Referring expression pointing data
%%

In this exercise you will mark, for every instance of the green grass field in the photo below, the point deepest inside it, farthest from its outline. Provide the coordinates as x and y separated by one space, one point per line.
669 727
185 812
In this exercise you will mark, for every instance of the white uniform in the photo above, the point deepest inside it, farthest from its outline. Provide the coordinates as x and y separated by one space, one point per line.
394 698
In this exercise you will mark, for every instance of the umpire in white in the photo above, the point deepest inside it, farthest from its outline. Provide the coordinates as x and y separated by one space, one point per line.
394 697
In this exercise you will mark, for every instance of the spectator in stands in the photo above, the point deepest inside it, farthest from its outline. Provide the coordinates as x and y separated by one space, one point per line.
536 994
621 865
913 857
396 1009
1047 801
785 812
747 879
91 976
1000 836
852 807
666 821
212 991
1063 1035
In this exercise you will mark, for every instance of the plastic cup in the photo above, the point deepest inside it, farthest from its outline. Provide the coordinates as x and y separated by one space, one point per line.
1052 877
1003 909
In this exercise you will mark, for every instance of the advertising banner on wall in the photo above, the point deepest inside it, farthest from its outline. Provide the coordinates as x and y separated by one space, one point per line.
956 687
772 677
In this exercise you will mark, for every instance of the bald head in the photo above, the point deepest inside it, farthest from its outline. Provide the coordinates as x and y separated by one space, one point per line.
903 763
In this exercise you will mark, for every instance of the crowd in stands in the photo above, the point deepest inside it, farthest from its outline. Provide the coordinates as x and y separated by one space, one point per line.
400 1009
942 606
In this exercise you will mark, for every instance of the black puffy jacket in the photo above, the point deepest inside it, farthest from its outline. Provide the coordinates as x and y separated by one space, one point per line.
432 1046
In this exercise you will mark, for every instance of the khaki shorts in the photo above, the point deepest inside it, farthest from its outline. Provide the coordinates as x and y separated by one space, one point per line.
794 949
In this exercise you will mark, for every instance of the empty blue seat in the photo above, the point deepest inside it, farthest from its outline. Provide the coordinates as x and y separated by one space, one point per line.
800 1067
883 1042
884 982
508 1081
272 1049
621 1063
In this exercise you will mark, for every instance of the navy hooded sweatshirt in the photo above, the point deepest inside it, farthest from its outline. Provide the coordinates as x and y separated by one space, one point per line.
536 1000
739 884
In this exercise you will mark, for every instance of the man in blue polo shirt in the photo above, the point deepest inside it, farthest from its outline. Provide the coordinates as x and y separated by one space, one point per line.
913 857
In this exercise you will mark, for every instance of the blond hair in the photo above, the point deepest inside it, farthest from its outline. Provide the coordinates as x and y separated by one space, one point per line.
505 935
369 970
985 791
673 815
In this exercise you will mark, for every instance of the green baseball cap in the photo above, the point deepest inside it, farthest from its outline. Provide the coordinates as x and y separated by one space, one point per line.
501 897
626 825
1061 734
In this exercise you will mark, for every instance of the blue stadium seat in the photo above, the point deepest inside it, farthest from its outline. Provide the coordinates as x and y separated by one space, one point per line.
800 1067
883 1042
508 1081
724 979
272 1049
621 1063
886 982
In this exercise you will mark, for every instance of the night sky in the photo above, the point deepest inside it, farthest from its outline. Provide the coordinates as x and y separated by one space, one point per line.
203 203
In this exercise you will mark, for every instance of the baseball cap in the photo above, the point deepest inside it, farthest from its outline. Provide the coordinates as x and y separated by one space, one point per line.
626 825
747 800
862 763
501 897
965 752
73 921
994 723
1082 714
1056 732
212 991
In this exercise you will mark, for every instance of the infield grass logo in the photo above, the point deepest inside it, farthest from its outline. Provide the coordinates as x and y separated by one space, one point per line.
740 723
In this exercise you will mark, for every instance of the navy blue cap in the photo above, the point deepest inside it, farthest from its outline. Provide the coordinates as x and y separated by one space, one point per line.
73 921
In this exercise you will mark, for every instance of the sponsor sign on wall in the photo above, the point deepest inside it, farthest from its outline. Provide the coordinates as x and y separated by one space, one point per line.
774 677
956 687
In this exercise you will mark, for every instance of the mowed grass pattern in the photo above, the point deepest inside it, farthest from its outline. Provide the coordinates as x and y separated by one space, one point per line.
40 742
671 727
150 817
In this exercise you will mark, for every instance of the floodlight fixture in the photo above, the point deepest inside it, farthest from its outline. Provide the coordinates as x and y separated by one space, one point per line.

%%

### Problem to work on
Each entry needs to be given again exactly as it stands.

### Solution to this exercise
In this exercise you will mark, for every instance of the green grass field in the photo below, the point deepest inside it, farthest from its outline. Provide the coordinates as x and y separated by one space, one point per line.
669 727
185 812
In this exercise you will mark, for every instance of the white uniform in the photo above, the point deepest inside it, farthest from its outline. Provide the coordinates as x and y separated by one space, one point per line.
394 698
In this exercise you will mark, for every instance of the umpire in white in the photo above, the point deepest inside it, farthest from its outline. Provide the coordinates as x and y separated by one space, one point per line.
394 697
In this exercise you will mark, for every instance of the spectator in stands in the photo above, the point deepest inside it, farthest from its outline. Provide the coordinates as x and y separated by one space, one point per line.
536 994
621 865
913 857
396 1009
1047 801
785 812
747 879
91 976
1000 836
852 807
666 821
212 991
1063 1035
In this exercise you will mark, for every instance of the plastic cup in the photo above, the point deepest inside it, farthest from its outline. Provide the coordinates as x and y separated by one space, one point per line.
1052 877
1003 909
In this exercise you will mark, for every instance of the advertising banner on wall in the photo above, the point deepest inside it, farthest from its outline. Provide the coordinates as x and y separated by one space, one point per line.
956 687
772 677
In this exercise you will mark, for every instance of the bald head in the photo above, the point deepest inside it, farthest from its outline. Provide the coordinates as x and y separated by one space, one point per line.
903 763
In this exercise you will mark, for every instance of the crowd in stands in the photo above, the point deepest inside it, farthest from its outline. Provide the coordinates as x and y separated by one space, one point per line.
400 1009
942 606
In this exercise you will mark, for every instance of the black puffy jacket in the photo above, the point deepest inside it, farthest from its outline. Provide the coordinates as x and y separated by one space, one point per line.
432 1046
In this exercise you will mark, for every instance of the khaki shorts in the photo above, the point deepest inside it, farthest from its outline. Provide the coordinates as x and y separated by one space, one point per line.
794 949
In this exercise you will mark, for every instance of the empty blue seat in the photo above, the point deepest inside it, farthest from its outline. Provide the coordinates as x and y separated by one space, one point per line.
800 1067
883 1042
884 982
508 1081
272 1049
621 1063
In this exercise you will mark, for every instance of the navy hooded sweatshirt in the photo above, the point deepest inside it, farthest from its outline. Provide the coordinates as x and y separated by one space, one point per line.
536 1000
739 884
In this exercise you will mark, for every instance of the man in blue polo shirt in the photo above, the point deepest inside it, farthest from its outline. Provide the coordinates as x and y separated by one space, one point per line.
913 857
In this exercise you will mark, for every instance of the blond hair in the photo above, the point deepest inside it, farthest from its outline. Provide the coordinates as x and y separated by one space, one point per line.
505 935
369 970
985 791
673 815
In this exercise you will mark, for every instance of the green baseball cap in the photo above, the point deepest inside it, farthest from its outline. Provide the coordinates as x and y separated by one space, one point per line.
501 897
626 825
1061 734
In this exercise you will mark, for every instance of the blue stadium seat in the photo above, the point deepest inside it, farthest from its outline. Provide the coordinates as x and y separated by one space, one point per line.
800 1067
883 1042
508 1081
724 979
272 1049
621 1063
886 982
In this exercise you will mark, for every instance of the night sky in the photo above, the point deepest inside it, farthest from its outline. Provide the coordinates as x and y separated by one space, one point per line.
203 203
In this exercise you will mark, for every instance of the baseball cap in the photo above, the point deepest inside it, farthest from its outline. Provide the coordinates as x and y separated by one space, one point per line.
626 825
747 800
862 763
501 897
965 752
73 921
994 723
1082 714
1056 732
212 991
In this exercise you will mark, for every instance of the infield grass logo in the photo above, the point deepest inside it, farthest from its outline. Provide the coordinates as x and y separated by one space, one point per line.
740 723
In this exercise you will mark, for every instance of the navy blue cap in the photo above, the point deepest inside it, farthest from its outline. Provide the coordinates as x and y separated by one space, one point per line.
73 921
In this exercise you will mark, for every instance of the sponsor sign on wall in the photo above, the point deepest inside it, farthest from its outline. Provide the coordinates as x and y separated by one space, one point per line.
774 677
956 687
In this exercise you will mark, for every instance of the mowed grass pattern in the photo above, the point deepest inside it, farthest from its outline. Provide the coordinates as x and y separated by one space, one point per line.
40 742
671 727
150 817
In this exercise you will mark, for every instance of the floodlight fixture in the photo above, the point deepest inside it, farthest from its outline. Provide the coordinates as x and y separated by one space, one point per line.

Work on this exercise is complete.